Consigne A:
Répondez brièvement à ces questions sur le texte fourni :
(i) De quelle couleur est la peinture qui recouvre l'ampoule ?
(ii) Combien de temps dure l'arrêt annoncé par le haut-parleur ?
(iii) Où se fait le contrôle des voyageurs ?
Consigne B: Traduisez en anglais cette phrase du texte fourni : « Une misérable ampoule, recouverte de peinture bleue, tire à peine de l'obscurité des visages fatigués. »
Consigne C: Dans le texte fourni, transformez en liste le paragraphe qui commence par « La voix d'un haut-parleur », sans perdre ses faits principaux.

Contrôles dans les trains
rideau
le train pendant l'occupation
Le train s'arrête dans la nuit. Les voyageurs ont froid. Une misérable ampoule, recouverte de peinture bleue, tire à peine de l'obscurité des visages fatigués.
La voix d'un haut-parleur, la voix que tout le monde attendait en silence, emplit la nuit : « Chaton, cinquante minutes d'arrêt. Le contrôle des voyageurs se fait dans les compartiments. Tous doivent rester à leur place, personne n'a le droit de descendre sur le quai... » .

Données extraites:
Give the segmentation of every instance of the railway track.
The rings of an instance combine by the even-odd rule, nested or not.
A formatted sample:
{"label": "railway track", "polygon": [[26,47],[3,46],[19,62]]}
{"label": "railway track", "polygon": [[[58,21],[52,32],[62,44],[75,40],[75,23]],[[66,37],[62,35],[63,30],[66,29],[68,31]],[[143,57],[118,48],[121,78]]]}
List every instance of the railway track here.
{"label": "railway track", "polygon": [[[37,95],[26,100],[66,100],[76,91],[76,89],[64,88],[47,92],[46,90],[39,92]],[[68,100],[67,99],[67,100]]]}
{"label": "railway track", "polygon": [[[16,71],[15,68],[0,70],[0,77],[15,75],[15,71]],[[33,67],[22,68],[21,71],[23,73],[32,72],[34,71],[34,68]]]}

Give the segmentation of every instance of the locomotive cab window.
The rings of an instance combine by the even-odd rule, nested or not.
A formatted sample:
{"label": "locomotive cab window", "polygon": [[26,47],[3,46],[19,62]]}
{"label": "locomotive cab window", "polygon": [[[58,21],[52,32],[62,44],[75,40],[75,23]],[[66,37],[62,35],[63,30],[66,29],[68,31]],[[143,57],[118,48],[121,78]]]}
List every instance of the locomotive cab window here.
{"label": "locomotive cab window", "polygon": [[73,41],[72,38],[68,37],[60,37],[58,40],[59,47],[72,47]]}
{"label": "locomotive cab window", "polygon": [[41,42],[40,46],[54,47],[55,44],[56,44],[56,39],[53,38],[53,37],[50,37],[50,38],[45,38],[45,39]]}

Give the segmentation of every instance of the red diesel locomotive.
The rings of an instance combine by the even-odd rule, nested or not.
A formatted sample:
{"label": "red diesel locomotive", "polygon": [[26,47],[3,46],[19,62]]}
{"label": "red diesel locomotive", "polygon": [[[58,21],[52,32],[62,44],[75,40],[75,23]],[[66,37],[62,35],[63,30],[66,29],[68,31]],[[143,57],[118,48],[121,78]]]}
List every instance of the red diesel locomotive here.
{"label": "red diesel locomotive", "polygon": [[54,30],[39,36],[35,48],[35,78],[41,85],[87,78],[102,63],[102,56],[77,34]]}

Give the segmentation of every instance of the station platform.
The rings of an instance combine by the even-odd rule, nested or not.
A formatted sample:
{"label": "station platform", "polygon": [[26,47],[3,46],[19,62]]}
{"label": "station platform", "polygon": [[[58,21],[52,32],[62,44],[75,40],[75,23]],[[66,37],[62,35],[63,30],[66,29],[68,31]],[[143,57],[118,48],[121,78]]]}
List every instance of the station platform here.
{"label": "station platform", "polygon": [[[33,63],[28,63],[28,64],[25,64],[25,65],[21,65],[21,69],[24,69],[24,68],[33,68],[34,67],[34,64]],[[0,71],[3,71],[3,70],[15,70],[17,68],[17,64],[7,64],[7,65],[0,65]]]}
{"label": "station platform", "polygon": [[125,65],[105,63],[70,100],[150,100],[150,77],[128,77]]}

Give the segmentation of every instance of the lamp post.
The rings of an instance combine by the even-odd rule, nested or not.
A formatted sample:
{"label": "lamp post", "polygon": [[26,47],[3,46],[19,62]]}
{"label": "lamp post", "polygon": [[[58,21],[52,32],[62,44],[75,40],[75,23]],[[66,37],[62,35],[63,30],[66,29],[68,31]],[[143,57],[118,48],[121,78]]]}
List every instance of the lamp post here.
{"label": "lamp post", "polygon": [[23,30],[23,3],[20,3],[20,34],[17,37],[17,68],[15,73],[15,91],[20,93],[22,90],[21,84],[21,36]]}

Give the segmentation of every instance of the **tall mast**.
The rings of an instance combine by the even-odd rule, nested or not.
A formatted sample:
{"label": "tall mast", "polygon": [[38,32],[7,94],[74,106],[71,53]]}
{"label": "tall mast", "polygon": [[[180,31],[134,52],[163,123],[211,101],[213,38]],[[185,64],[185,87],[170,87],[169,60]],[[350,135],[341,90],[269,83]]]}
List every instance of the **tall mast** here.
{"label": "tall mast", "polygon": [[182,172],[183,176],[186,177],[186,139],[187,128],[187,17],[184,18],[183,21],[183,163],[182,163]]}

Résultat de l'exercice A:
(i) Bleue.
(ii) Cinquante minutes.
(iii) Dans les compartiments.

Résultat de l'exercice B: A wretched light bulb, covered in blue paint, barely draws tired faces out of the darkness.

Résultat de l'exercice C:
- Un haut-parleur, dont tout le monde attendait la voix en silence, annonce l'arrêt à Chaton.
- L'arrêt dure cinquante minutes.
- Le contrôle des voyageurs se fait dans les compartiments.
- Chacun doit rester à sa place, et personne n'a le droit de descendre sur le quai.